§ **Work to complete**
List every line in the entries below that contains the word "above".

[Stored data]

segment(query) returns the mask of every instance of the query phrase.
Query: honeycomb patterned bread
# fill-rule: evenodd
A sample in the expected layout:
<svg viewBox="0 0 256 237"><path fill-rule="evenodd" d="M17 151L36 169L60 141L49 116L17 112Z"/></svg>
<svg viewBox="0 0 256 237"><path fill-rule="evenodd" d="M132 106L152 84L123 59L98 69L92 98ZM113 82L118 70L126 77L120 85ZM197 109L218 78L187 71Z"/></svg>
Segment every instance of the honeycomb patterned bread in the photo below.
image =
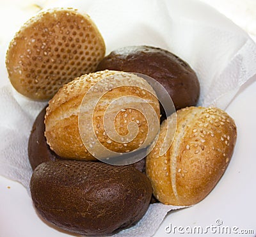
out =
<svg viewBox="0 0 256 237"><path fill-rule="evenodd" d="M89 16L72 8L53 8L31 18L16 33L6 65L18 92L45 100L75 77L94 72L105 50Z"/></svg>

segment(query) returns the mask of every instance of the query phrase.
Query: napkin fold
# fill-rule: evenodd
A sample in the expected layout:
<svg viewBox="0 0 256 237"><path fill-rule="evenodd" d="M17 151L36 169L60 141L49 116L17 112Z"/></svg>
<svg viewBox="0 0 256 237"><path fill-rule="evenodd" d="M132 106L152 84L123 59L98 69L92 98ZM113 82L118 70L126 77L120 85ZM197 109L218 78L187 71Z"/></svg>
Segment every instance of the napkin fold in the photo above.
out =
<svg viewBox="0 0 256 237"><path fill-rule="evenodd" d="M75 7L95 22L108 52L120 47L149 45L167 49L195 70L201 86L198 104L225 109L256 74L256 45L225 17L194 0L61 1L51 6ZM188 10L188 9L189 10ZM1 65L4 70L5 65ZM35 117L45 102L19 95L10 84L0 88L0 174L29 192L32 174L28 142ZM152 236L166 213L182 208L150 204L134 227L115 236Z"/></svg>

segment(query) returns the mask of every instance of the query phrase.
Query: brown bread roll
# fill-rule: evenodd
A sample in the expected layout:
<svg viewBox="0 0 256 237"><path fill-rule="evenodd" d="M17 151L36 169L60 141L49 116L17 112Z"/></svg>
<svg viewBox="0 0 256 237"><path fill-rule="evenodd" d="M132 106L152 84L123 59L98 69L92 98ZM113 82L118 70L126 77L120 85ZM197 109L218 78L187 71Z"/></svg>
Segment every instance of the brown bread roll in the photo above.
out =
<svg viewBox="0 0 256 237"><path fill-rule="evenodd" d="M146 175L133 167L74 160L38 165L30 190L44 219L86 235L134 225L145 213L152 195Z"/></svg>
<svg viewBox="0 0 256 237"><path fill-rule="evenodd" d="M168 91L176 109L196 105L199 98L200 84L195 72L180 58L160 48L141 45L115 50L97 68L105 69L137 72L154 78Z"/></svg>
<svg viewBox="0 0 256 237"><path fill-rule="evenodd" d="M72 8L54 8L41 11L16 33L6 65L18 92L45 100L75 77L94 72L105 50L89 16Z"/></svg>
<svg viewBox="0 0 256 237"><path fill-rule="evenodd" d="M175 132L175 114L169 126ZM159 156L168 126L161 126L156 146L146 159L146 172L160 202L191 205L202 200L224 173L236 141L234 120L217 108L188 107L177 112L177 130L167 152Z"/></svg>
<svg viewBox="0 0 256 237"><path fill-rule="evenodd" d="M86 110L86 114L90 114L93 112L92 118L93 130L102 146L109 150L116 153L128 153L139 148L141 144L147 141L146 138L148 139L147 142L148 143L145 142L145 146L148 145L154 139L159 132L159 127L157 126L150 127L148 123L148 121L149 123L151 123L154 117L146 118L143 113L133 109L134 106L143 107L150 105L156 114L156 119L159 125L159 103L154 89L146 80L134 74L125 73L125 75L122 74L120 79L114 79L113 76L120 75L120 72L106 70L83 75L65 85L50 100L45 115L45 135L47 144L56 154L68 159L95 160L88 151L88 147L86 148L83 143L83 141L88 141L91 142L90 147L92 149L95 147L95 142L93 140L93 137L88 135L89 128L80 132L79 115L81 107ZM97 84L97 88L93 89L92 96L84 102L86 106L81 105L89 89L96 83L102 82L102 80L107 77L111 80L111 84L106 82ZM129 84L131 79L138 83L138 87L118 86L120 82L124 83L127 82ZM107 92L109 86L111 87L111 89L101 97L102 91ZM133 121L136 126L138 125L138 132L135 138L131 142L125 143L125 142L118 142L108 137L105 130L103 118L111 102L120 98L126 98L127 96L143 98L144 102L141 103L127 100L124 103L122 102L121 111L119 107L115 107L109 112L111 114L116 114L115 117L115 123L112 123L111 119L110 121L111 124L115 124L117 134L122 136L128 134L127 125L130 122ZM95 100L100 98L100 100L97 106L92 109L88 109L88 111L87 108L93 104ZM151 114L150 112L148 116L153 116ZM80 113L80 114L83 114ZM92 118L92 116L90 118ZM81 120L81 118L79 119ZM83 128L87 128L88 125L91 125L89 121L86 120L84 123L86 123L83 124ZM84 140L82 140L81 136L83 136ZM102 151L103 151L102 148L100 146L97 151L102 152L104 156L105 153Z"/></svg>

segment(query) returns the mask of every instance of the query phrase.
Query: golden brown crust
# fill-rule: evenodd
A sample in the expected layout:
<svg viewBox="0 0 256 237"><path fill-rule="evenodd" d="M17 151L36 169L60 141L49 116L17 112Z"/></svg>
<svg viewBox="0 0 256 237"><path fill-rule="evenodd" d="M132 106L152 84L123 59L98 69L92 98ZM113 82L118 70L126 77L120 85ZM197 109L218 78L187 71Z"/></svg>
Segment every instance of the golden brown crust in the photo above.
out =
<svg viewBox="0 0 256 237"><path fill-rule="evenodd" d="M166 127L165 121L157 144L147 158L154 194L166 204L197 203L212 190L228 164L236 141L234 121L220 109L179 110L173 142L157 157Z"/></svg>
<svg viewBox="0 0 256 237"><path fill-rule="evenodd" d="M79 134L78 118L80 105L86 92L92 86L104 77L120 73L120 72L106 70L83 75L65 85L50 100L45 116L45 135L47 143L56 154L67 158L95 160L84 146ZM134 75L133 77L138 77ZM153 89L145 80L140 82L138 86L147 89L152 94L146 90L132 86L115 88L115 83L112 82L113 89L102 97L94 110L93 128L97 134L98 139L104 147L116 152L129 152L138 148L141 145L141 141L145 141L148 129L147 120L141 112L132 109L134 105L133 102L127 102L123 106L124 109L115 117L115 126L116 132L121 135L126 135L128 132L127 125L132 121L138 125L139 132L136 138L131 142L116 142L109 138L103 126L104 113L109 102L127 95L142 98L152 106L158 119L159 104L157 98L153 96L154 94ZM102 84L101 89L105 88L105 86L108 85ZM100 88L98 91L99 92L93 91L92 97L86 102L88 104L91 103L90 100L93 100L100 97ZM118 109L116 111L115 109L111 111L113 113L117 113L118 111ZM88 112L92 112L88 111ZM151 128L151 129L156 130L156 132L152 132L151 134L157 134L157 128ZM86 133L82 135L85 139L91 139L91 137L86 137ZM154 138L154 137L152 137L151 141ZM94 143L92 142L92 146L93 144Z"/></svg>
<svg viewBox="0 0 256 237"><path fill-rule="evenodd" d="M33 17L16 33L6 64L17 91L47 100L64 84L94 72L105 50L89 16L71 8L54 8Z"/></svg>

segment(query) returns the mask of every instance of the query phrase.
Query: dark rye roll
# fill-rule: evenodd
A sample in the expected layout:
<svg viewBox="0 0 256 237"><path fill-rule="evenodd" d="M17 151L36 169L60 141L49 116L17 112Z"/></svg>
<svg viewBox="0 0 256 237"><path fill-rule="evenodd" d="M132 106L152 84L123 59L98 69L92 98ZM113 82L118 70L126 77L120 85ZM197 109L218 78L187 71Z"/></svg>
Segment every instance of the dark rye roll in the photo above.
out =
<svg viewBox="0 0 256 237"><path fill-rule="evenodd" d="M146 175L132 167L76 160L38 165L30 190L45 220L90 236L133 226L146 213L152 195Z"/></svg>
<svg viewBox="0 0 256 237"><path fill-rule="evenodd" d="M176 109L196 105L200 95L197 76L189 65L166 50L151 46L129 46L106 56L97 70L105 69L136 72L161 83ZM163 108L161 114L164 114Z"/></svg>

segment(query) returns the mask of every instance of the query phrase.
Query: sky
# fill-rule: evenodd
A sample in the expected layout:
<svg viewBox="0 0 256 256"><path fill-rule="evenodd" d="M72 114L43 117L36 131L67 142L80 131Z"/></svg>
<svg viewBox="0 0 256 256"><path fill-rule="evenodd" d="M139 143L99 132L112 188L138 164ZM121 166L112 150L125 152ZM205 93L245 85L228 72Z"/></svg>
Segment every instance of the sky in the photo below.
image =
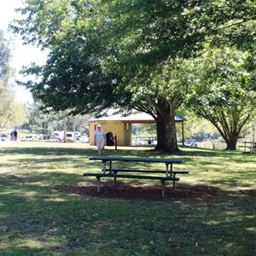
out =
<svg viewBox="0 0 256 256"><path fill-rule="evenodd" d="M10 49L12 50L11 67L15 70L15 79L26 80L26 78L19 74L22 66L28 66L31 62L44 64L46 55L42 53L35 46L22 45L22 40L18 35L12 34L8 31L9 22L15 18L19 18L15 9L22 6L22 0L0 0L0 29L4 31L4 37L12 38ZM31 93L22 86L15 87L16 99L20 103L32 102Z"/></svg>

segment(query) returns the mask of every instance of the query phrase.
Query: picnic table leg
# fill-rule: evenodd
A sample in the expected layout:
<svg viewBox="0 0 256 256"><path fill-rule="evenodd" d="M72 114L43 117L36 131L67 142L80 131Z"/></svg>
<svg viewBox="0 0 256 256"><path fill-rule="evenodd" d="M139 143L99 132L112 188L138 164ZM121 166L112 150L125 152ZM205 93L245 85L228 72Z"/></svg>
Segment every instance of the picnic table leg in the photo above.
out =
<svg viewBox="0 0 256 256"><path fill-rule="evenodd" d="M97 177L97 192L100 193L101 177Z"/></svg>
<svg viewBox="0 0 256 256"><path fill-rule="evenodd" d="M112 173L112 160L109 161L109 173Z"/></svg>
<svg viewBox="0 0 256 256"><path fill-rule="evenodd" d="M176 176L176 174L173 174L173 177L174 177L174 179L172 181L172 189L173 190L175 189L175 176Z"/></svg>
<svg viewBox="0 0 256 256"><path fill-rule="evenodd" d="M166 163L166 177L168 177L170 173L170 177L172 177L172 163L170 163L170 170L169 170L169 163Z"/></svg>
<svg viewBox="0 0 256 256"><path fill-rule="evenodd" d="M166 177L168 177L168 175L169 175L169 164L166 163Z"/></svg>
<svg viewBox="0 0 256 256"><path fill-rule="evenodd" d="M106 173L106 161L102 160L102 162L103 162L102 171L103 171L103 173L105 174Z"/></svg>
<svg viewBox="0 0 256 256"><path fill-rule="evenodd" d="M161 180L162 183L162 197L165 197L165 181Z"/></svg>

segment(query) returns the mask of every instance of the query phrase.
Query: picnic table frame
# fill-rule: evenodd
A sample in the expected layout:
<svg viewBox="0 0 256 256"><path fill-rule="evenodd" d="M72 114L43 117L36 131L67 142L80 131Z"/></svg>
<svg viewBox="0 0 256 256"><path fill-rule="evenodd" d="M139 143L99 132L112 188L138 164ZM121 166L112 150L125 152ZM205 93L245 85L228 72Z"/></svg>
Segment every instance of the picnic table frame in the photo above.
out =
<svg viewBox="0 0 256 256"><path fill-rule="evenodd" d="M243 153L256 153L256 142L243 142L243 146L238 146L243 148Z"/></svg>
<svg viewBox="0 0 256 256"><path fill-rule="evenodd" d="M182 164L184 162L183 159L156 159L156 158L138 158L138 157L117 157L117 156L92 156L89 158L90 160L100 160L102 162L102 173L90 173L85 172L84 176L94 176L97 178L97 192L100 192L100 179L101 177L113 177L114 183L117 177L121 178L138 178L138 179L150 179L160 180L162 183L162 196L165 196L165 182L172 181L173 189L175 181L178 181L179 178L176 177L177 173L188 174L189 172L185 171L173 171L173 164ZM114 169L113 168L113 161L124 161L124 162L142 162L142 163L164 163L166 165L165 171L154 171L154 170L132 170L132 169ZM107 173L107 172L108 172ZM134 175L134 174L119 174L118 172L143 172L147 175ZM165 176L148 176L148 173L164 173Z"/></svg>

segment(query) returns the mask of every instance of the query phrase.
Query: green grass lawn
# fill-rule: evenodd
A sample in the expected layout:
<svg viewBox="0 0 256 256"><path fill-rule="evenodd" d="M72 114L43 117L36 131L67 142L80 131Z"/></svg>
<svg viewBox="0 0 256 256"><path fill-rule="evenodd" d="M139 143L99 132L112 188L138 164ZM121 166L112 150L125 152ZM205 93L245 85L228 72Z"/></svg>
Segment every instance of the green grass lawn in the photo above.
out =
<svg viewBox="0 0 256 256"><path fill-rule="evenodd" d="M256 154L181 149L172 156L148 147L107 147L104 154L183 157L185 164L175 169L189 174L177 187L202 186L216 195L175 198L169 187L162 200L160 183L143 180L124 182L159 185L159 201L61 193L56 189L90 183L96 189L95 177L83 177L100 172L100 162L88 160L95 147L0 143L0 255L256 255Z"/></svg>

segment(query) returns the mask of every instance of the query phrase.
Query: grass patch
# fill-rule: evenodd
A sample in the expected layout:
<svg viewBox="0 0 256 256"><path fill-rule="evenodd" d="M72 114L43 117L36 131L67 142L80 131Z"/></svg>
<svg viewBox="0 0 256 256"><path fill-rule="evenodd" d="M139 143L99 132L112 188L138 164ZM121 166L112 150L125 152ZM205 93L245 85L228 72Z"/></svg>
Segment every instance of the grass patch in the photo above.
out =
<svg viewBox="0 0 256 256"><path fill-rule="evenodd" d="M174 195L170 190L161 200L159 182L129 181L159 186L160 200L150 201L61 192L91 184L96 189L95 178L82 176L102 168L88 160L96 154L95 147L21 142L0 147L1 255L255 254L254 154L181 148L182 155L174 157L186 162L174 167L189 174L180 176ZM173 157L148 147L107 147L105 154ZM190 196L201 187L217 193ZM183 189L188 196L175 196Z"/></svg>

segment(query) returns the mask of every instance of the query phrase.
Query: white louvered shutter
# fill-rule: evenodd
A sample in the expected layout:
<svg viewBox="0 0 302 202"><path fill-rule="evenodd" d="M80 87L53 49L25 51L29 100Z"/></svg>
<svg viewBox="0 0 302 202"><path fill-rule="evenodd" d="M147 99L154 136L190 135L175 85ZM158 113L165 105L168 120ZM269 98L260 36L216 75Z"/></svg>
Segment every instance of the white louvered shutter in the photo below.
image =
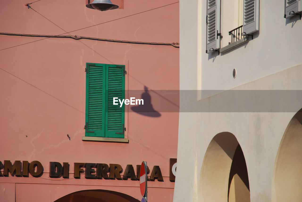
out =
<svg viewBox="0 0 302 202"><path fill-rule="evenodd" d="M294 13L301 11L301 0L285 0L285 14L284 17L289 18L294 16ZM291 14L289 13L291 13Z"/></svg>
<svg viewBox="0 0 302 202"><path fill-rule="evenodd" d="M207 52L220 48L220 0L208 0L207 17Z"/></svg>
<svg viewBox="0 0 302 202"><path fill-rule="evenodd" d="M243 32L251 34L259 30L259 0L243 0Z"/></svg>

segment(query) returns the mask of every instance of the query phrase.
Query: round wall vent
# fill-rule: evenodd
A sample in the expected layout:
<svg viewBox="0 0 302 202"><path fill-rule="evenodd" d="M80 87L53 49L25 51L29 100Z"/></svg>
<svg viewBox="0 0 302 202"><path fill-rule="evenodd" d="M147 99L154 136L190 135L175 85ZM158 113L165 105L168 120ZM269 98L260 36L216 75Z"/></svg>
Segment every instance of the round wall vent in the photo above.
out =
<svg viewBox="0 0 302 202"><path fill-rule="evenodd" d="M235 78L237 75L237 72L236 71L236 69L233 69L233 77Z"/></svg>

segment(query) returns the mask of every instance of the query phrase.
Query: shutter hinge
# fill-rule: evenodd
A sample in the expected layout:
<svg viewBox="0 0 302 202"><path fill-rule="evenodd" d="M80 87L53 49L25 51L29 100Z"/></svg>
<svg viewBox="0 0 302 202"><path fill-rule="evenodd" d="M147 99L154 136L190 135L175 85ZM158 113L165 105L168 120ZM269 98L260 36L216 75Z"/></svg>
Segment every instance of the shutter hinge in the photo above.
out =
<svg viewBox="0 0 302 202"><path fill-rule="evenodd" d="M222 38L223 36L222 36L222 35L221 35L221 33L218 33L218 30L217 30L217 39L218 39L218 36L219 36L220 37L220 39L222 39Z"/></svg>
<svg viewBox="0 0 302 202"><path fill-rule="evenodd" d="M95 64L92 64L90 63L86 63L86 66L87 67L85 68L85 71L86 72L86 74L88 73L88 71L89 68L89 66L95 66Z"/></svg>
<svg viewBox="0 0 302 202"><path fill-rule="evenodd" d="M122 130L123 131L123 132L122 132L119 133L118 132L116 132L115 133L115 134L125 134L124 131L126 131L126 128L125 127L125 124L122 125Z"/></svg>
<svg viewBox="0 0 302 202"><path fill-rule="evenodd" d="M293 12L293 13L291 13L291 12ZM301 13L295 13L295 11L291 11L291 12L289 12L289 13L288 14L289 15L299 15L299 16L300 16L300 20L301 19L301 15L302 15L301 14Z"/></svg>
<svg viewBox="0 0 302 202"><path fill-rule="evenodd" d="M86 132L87 133L94 133L94 131L88 131L88 122L86 122L86 125L85 125L84 127L84 128L86 129Z"/></svg>

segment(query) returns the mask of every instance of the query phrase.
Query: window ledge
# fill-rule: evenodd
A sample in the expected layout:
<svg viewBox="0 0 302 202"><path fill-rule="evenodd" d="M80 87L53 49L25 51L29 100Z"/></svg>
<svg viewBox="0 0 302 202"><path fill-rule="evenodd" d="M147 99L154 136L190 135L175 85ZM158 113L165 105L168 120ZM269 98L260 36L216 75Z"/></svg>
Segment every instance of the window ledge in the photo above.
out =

§ **Finished answer**
Segment every instance of the napkin fold in the photo above.
Segment every instance of the brown bread roll in the photo above.
Segment every instance of the golden brown crust in the photo above.
Segment every instance of the dark rye roll in the photo above.
Segment every instance of the picnic table leg in the photo above.
Segment every instance of the picnic table frame in the photo above.
Segment every instance of the green grass lawn in the photo above.
Segment every instance of the grass patch in the photo above.
Segment every instance of the round wall vent in the photo above.
Segment every instance of the shutter hinge in the photo above.
Segment every instance of the window ledge in the photo above.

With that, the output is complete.